▶ [Instructions for the task] Reproduce every one of the rows below word for word, without changing anything.

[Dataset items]
******************************

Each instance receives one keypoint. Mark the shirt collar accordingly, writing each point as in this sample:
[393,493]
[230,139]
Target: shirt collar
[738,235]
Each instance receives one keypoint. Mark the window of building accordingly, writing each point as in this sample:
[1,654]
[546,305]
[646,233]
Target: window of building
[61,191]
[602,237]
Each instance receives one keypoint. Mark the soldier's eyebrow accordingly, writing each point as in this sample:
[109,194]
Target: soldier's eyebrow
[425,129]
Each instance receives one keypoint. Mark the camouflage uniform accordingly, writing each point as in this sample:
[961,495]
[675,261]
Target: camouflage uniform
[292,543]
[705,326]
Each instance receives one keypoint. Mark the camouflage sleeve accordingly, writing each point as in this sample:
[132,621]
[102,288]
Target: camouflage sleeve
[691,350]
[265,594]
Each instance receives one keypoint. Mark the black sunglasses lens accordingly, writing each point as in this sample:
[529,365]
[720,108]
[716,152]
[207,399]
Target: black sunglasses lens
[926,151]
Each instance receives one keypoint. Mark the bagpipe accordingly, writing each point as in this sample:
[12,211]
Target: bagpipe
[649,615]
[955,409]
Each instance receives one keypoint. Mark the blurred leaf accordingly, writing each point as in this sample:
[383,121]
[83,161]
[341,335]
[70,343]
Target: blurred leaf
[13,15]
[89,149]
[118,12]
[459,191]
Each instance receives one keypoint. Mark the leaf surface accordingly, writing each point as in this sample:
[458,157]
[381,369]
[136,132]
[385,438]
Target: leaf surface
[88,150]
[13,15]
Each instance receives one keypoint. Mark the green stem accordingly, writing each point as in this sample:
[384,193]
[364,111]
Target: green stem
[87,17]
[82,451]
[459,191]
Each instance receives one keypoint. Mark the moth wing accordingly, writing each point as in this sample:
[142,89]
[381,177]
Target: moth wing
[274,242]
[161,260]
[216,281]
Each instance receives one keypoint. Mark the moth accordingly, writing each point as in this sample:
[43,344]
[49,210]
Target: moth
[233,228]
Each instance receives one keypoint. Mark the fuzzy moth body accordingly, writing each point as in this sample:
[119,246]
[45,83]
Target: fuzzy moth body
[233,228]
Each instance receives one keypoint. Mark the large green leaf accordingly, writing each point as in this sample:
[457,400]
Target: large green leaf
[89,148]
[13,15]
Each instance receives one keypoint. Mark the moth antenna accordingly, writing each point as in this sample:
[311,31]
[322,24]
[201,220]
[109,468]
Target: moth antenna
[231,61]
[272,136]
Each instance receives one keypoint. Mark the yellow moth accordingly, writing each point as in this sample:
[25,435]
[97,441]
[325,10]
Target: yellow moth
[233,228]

******************************

▶ [Right answer]
Each instance receives one keypoint. Mark the shirt collar accordingly, writing each point as in this sample:
[393,493]
[230,139]
Target: shirt collar
[738,235]
Each instance receives one keypoint. Mark the window of building accordingly, writing each point as in this sample:
[1,654]
[546,305]
[646,233]
Target: window of building
[61,191]
[602,237]
Each instance receives one keypoint. Mark the soldier's eyebrow accordingly, writing each point as in this sample:
[109,194]
Target: soldier's eyebrow
[425,129]
Each instance receives one keypoint. Mark the camouflage uniform accordingly, writing each point as in this sample:
[961,495]
[675,261]
Target: camouflage uniform
[292,543]
[705,326]
Each instance receives one keypoint. Mark the camouflage sleeve accordingly, writing each point as in this sample:
[132,621]
[102,288]
Target: camouflage sleeve
[691,350]
[265,594]
Each instance receives one keypoint. Mark the black sunglasses lens accordingly, writing each point as in this sample:
[529,365]
[720,108]
[716,152]
[207,399]
Target: black sunglasses lens
[926,151]
Each instance receives one keypoint. Mark the bagpipe accordingly, writing each point as in this sample:
[12,211]
Target: bagpipe
[649,615]
[955,409]
Each instance receives one keypoint. Mark the blurred leaf accordingly, writing each point as in this sample:
[383,121]
[83,161]
[341,335]
[70,343]
Target: blurred leaf
[13,15]
[89,149]
[118,12]
[459,191]
Each instance receives one keypoint. Mark the leaf surface accordingly, writing each point as in this sample:
[458,157]
[381,369]
[136,132]
[385,438]
Target: leaf surface
[88,150]
[13,15]
Each instance receives one keypoint. Mark the green stem accordingly, writing each point as in this sample:
[384,193]
[364,111]
Target: green stem
[87,17]
[82,451]
[459,191]
Each instance receives one keypoint. Mark the moth wing accordingly, writing each point as in this sample:
[142,89]
[381,177]
Target: moth wing
[274,242]
[161,260]
[216,281]
Each instance receives one keypoint. Mark the moth accordingly, writing each point as in this sample:
[43,344]
[49,210]
Target: moth
[233,228]
Each instance receives one keypoint. Mark the fuzzy moth body accordingly, writing each point as in this sample:
[119,246]
[45,83]
Target: fuzzy moth body
[233,228]
Each instance receives one keypoint. Mark the large green leaf accordingly, writing each point as in this sample:
[457,400]
Target: large green leaf
[89,148]
[13,15]
Each instance receives one keypoint. Mark the moth antenna accordingly, writing each point as in this sample:
[311,31]
[322,24]
[201,220]
[109,468]
Target: moth antenna
[231,61]
[272,136]
Each instance receives one keypoint. Mark the yellow moth accordingly, writing each point as in this sample:
[25,435]
[97,441]
[325,10]
Target: yellow moth
[233,228]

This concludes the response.